[Short exercise] Output as a numbered list every line from the start of the rows through the line containing "left=27, top=0, right=256, bottom=92", leaving out blank lines.

[Provided material]
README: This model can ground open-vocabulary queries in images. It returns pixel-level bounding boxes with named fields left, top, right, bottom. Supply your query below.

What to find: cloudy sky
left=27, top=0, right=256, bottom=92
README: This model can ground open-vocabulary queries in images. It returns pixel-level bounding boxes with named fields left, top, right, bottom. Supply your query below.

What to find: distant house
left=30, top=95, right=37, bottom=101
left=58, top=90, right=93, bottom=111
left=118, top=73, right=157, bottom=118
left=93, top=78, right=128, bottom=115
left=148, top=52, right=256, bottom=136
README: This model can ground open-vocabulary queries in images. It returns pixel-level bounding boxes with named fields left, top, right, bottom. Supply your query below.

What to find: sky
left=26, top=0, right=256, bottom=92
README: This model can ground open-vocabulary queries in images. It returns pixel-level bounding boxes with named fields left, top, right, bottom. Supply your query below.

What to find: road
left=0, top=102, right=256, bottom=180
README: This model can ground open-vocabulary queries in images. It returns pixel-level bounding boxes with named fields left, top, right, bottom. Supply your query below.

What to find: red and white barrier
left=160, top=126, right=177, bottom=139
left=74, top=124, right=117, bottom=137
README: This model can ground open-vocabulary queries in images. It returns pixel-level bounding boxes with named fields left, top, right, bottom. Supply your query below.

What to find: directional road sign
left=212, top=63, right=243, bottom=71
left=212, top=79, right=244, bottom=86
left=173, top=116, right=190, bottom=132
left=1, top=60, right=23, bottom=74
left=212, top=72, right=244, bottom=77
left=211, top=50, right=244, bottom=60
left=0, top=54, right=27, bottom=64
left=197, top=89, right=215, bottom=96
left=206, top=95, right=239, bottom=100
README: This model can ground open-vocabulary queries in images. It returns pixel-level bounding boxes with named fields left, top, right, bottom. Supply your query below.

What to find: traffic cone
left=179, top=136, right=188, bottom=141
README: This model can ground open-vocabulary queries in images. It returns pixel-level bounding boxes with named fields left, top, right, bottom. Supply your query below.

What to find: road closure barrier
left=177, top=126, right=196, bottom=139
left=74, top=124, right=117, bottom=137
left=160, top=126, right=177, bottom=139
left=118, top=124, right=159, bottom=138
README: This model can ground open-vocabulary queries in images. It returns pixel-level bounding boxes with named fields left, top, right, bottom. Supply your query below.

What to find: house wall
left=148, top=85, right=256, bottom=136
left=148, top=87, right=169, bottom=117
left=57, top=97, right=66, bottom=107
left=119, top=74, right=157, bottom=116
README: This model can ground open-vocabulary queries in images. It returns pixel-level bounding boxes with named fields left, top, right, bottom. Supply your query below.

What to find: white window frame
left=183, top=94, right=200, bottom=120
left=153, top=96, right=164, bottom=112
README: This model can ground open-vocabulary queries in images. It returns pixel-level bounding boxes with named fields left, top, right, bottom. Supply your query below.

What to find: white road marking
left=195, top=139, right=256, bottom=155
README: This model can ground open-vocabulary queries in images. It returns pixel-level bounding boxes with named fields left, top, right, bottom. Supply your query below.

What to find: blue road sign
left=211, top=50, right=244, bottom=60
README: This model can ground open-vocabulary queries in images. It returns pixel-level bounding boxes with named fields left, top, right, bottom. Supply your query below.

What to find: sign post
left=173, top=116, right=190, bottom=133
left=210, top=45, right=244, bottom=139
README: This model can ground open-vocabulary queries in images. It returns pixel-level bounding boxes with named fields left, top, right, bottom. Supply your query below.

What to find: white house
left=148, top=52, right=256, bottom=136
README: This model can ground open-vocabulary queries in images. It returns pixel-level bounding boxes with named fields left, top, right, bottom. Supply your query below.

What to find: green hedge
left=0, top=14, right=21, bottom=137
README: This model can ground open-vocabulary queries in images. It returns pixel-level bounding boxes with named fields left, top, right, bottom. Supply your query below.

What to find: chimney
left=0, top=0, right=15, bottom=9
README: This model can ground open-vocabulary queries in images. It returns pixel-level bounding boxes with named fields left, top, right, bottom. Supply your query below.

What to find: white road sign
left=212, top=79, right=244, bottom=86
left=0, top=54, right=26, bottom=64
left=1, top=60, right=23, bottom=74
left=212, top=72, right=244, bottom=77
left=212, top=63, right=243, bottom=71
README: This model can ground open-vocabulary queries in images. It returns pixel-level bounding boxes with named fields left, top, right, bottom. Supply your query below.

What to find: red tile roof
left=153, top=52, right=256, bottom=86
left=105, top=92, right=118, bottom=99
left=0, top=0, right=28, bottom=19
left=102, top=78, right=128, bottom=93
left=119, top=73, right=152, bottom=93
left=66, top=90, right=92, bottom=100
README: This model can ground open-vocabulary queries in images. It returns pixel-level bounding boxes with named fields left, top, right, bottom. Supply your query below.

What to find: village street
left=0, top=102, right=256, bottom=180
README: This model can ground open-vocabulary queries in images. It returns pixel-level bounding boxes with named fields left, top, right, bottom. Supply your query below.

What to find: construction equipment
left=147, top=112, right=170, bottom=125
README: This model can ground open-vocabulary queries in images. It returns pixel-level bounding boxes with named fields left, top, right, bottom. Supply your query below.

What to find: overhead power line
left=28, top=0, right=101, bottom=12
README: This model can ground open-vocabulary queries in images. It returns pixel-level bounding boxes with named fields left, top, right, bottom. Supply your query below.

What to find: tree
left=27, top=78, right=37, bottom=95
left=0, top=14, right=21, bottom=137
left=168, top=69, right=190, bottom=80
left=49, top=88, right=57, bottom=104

[Solution to this problem]
1. README: This model can ground open-vocabulary queries in images. It returns pixel-level bounding boxes with named fields left, top, right, bottom. Supply your query below.
2. What to find: cloudy sky
3. left=27, top=0, right=256, bottom=92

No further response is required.